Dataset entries
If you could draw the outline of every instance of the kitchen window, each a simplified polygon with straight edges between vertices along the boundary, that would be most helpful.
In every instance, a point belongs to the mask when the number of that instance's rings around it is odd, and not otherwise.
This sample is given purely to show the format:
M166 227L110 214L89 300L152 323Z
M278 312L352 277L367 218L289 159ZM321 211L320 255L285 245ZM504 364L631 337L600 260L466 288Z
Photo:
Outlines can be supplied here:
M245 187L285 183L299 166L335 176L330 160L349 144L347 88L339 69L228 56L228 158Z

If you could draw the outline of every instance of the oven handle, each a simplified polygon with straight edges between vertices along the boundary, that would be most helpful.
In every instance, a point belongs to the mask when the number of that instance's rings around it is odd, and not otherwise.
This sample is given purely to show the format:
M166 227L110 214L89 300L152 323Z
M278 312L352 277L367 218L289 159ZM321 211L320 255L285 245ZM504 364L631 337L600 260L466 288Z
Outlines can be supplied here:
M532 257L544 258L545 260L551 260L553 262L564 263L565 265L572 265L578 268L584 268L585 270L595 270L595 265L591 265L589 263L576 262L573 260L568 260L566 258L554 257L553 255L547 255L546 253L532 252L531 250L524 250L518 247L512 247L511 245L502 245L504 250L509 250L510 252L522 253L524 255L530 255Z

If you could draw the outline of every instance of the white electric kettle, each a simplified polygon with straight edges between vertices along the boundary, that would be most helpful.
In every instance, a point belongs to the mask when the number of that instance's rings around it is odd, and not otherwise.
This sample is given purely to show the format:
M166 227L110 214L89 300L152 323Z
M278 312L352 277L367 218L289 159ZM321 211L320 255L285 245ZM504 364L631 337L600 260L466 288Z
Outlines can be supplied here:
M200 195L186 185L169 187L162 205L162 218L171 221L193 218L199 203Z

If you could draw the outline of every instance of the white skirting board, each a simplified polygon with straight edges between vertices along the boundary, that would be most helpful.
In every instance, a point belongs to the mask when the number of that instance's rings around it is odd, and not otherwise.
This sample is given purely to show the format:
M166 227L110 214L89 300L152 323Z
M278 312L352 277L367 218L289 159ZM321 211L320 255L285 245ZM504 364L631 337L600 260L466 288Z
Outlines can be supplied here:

◆ Required action
Reproduce each entry above without a single difference.

◆ Response
If you could draw the outline of every instance of the kitchen window, each a simplified polygon with straight edges between vertices along the boundary, that would be most helpful.
In every instance, a point belongs to the mask when the number of that instance's rings around it is odd, and not otherwise.
This sample is given purely to show the format:
M166 227L110 214L89 300L152 323Z
M278 312L352 277L367 218L289 159ZM321 211L320 255L285 245ZM504 364L631 337L600 260L466 288Z
Photo:
Outlines can be supplied here:
M245 187L285 183L299 166L335 176L330 160L349 144L347 88L339 69L228 56L228 158Z

If you could draw the outline of every instance of the oven handle, each a simplified polygon with straight edges between vertices along the boundary, that would be most helpful.
In every instance, a point belongs to the mask when the number of that instance's rings around it is odd, and not otherwise.
This sample is given purely to show the format:
M166 227L110 214L89 300L152 323Z
M278 312L352 277L367 218L289 159ZM321 211L320 255L285 245ZM504 364L631 337L600 260L466 288Z
Outlines can be supplied here:
M532 257L544 258L545 260L551 260L553 262L564 263L565 265L572 265L578 268L584 268L585 270L595 270L595 265L591 265L589 263L576 262L573 260L568 260L566 258L554 257L553 255L547 255L546 253L532 252L531 250L524 250L518 247L512 247L511 245L502 245L504 250L509 250L510 252L522 253L524 255L530 255Z

If you could draw the outline of every instance of the white electric kettle, each a simplified polygon with straight edges between vertices along the boundary, that would be most helpful.
In every instance, a point belongs to the mask when the number of that instance's rings around it is odd, and not otherwise.
This sample is given purely to show the format:
M166 227L110 214L89 300L152 323Z
M278 312L352 277L367 218L289 159ZM321 211L320 255L285 245ZM504 364L631 337L600 260L466 288Z
Outlines can be supplied here:
M200 195L186 185L169 187L162 205L162 218L171 221L193 218L199 203Z

If you could draw the outline of every instance of the white skirting board, each a simplified polygon with straight edges between vertices along the boundary, that would be most helpful.
In every instance, a point belongs to the mask when the number of that instance's rings around it is odd, and not otherwise.
This sample is given purely to show the format:
M166 227L110 214L89 300L152 323Z
M278 312L352 277L367 218L289 159ZM321 211L320 255L285 245ZM504 364L631 337L600 260L466 288Z
Outlines can be supplied here:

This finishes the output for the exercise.